* Written exercise
Work out how many lines in the rows below contain the string "artwork", where case counts. Reply with that number alone.

* Given data
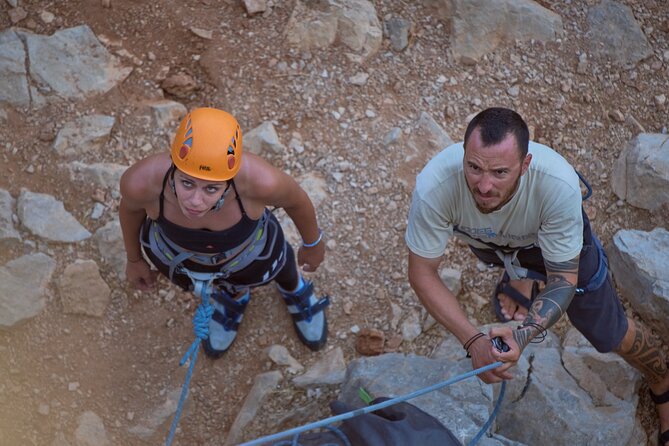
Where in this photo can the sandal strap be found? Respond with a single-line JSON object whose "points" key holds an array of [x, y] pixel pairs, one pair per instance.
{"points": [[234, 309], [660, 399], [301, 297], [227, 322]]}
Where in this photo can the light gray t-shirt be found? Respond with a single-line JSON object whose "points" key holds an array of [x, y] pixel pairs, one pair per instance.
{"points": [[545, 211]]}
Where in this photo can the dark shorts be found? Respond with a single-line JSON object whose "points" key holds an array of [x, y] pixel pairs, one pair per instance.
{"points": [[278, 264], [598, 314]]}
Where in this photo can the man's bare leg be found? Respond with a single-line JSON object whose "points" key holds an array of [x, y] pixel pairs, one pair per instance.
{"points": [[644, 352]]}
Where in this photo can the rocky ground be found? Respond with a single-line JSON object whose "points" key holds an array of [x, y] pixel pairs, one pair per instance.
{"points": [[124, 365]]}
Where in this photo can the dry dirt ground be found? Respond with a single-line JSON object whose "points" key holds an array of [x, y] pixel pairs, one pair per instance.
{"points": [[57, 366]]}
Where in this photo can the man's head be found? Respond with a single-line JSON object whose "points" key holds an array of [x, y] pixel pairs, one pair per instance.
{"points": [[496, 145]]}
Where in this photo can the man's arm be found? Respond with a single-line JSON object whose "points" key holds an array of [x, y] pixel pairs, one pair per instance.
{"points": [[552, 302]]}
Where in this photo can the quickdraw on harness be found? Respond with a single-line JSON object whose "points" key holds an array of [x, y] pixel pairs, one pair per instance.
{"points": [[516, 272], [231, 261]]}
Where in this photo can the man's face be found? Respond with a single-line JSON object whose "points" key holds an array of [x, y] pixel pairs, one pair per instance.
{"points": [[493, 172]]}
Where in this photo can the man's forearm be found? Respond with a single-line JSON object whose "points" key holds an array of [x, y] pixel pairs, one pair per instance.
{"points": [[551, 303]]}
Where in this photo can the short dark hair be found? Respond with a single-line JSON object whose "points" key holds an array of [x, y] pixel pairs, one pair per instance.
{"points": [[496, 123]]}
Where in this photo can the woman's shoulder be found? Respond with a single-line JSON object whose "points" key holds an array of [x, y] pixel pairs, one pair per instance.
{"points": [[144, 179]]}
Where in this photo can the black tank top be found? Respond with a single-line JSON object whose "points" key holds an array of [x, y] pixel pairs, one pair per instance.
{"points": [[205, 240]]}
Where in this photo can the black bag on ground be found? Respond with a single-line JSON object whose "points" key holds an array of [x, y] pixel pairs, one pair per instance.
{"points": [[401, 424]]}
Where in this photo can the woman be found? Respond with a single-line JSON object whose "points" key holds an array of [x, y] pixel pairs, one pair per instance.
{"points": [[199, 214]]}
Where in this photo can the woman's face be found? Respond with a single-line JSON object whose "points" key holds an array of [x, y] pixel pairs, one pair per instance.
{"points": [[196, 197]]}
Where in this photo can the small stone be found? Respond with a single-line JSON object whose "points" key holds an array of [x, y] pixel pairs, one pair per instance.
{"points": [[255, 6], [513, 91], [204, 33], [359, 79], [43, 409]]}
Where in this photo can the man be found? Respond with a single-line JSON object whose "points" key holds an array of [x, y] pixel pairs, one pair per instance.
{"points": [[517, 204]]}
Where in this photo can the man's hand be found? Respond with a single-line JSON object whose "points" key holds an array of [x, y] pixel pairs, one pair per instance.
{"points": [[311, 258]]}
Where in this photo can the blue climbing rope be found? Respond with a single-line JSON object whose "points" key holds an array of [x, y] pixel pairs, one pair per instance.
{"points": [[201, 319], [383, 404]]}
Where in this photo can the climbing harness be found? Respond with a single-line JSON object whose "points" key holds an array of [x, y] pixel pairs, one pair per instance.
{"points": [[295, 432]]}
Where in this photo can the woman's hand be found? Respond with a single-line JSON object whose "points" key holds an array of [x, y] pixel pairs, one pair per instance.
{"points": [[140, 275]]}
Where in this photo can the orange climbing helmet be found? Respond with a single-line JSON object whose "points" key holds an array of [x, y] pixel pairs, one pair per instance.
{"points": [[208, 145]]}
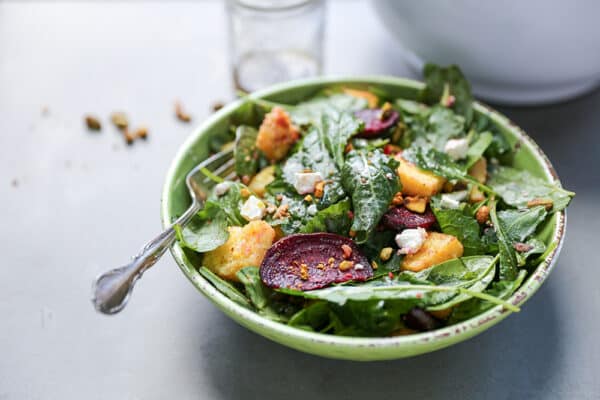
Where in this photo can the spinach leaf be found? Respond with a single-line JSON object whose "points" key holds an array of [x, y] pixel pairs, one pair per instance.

---

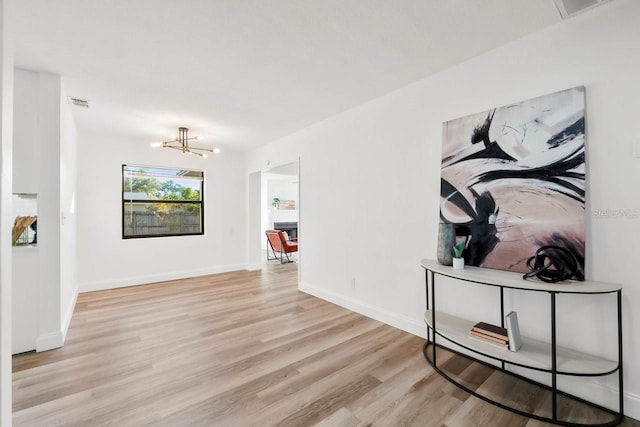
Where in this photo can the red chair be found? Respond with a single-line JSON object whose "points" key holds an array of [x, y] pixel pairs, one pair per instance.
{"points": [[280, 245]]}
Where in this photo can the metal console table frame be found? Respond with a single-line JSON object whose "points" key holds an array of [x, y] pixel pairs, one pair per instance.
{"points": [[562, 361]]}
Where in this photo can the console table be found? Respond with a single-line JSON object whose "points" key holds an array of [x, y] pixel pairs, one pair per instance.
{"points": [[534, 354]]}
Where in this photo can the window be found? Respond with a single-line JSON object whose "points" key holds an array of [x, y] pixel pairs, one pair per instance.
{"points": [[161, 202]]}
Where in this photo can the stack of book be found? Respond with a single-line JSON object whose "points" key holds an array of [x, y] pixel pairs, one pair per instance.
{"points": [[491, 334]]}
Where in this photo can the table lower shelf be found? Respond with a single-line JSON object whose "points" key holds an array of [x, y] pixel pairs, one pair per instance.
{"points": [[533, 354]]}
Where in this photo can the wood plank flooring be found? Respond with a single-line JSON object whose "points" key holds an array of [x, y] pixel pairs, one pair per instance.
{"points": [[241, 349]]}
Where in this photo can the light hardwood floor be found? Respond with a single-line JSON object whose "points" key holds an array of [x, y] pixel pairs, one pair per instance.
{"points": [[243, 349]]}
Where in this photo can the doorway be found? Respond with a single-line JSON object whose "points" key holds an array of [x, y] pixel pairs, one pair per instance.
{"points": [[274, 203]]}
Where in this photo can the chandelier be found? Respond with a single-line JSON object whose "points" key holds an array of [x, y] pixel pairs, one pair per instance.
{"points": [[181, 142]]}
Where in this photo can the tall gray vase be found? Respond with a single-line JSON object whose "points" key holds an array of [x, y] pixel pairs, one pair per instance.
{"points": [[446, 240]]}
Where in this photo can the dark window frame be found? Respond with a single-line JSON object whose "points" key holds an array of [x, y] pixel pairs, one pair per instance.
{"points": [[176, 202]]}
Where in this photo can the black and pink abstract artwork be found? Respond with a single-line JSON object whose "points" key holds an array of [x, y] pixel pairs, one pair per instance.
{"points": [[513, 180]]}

* Written solution
1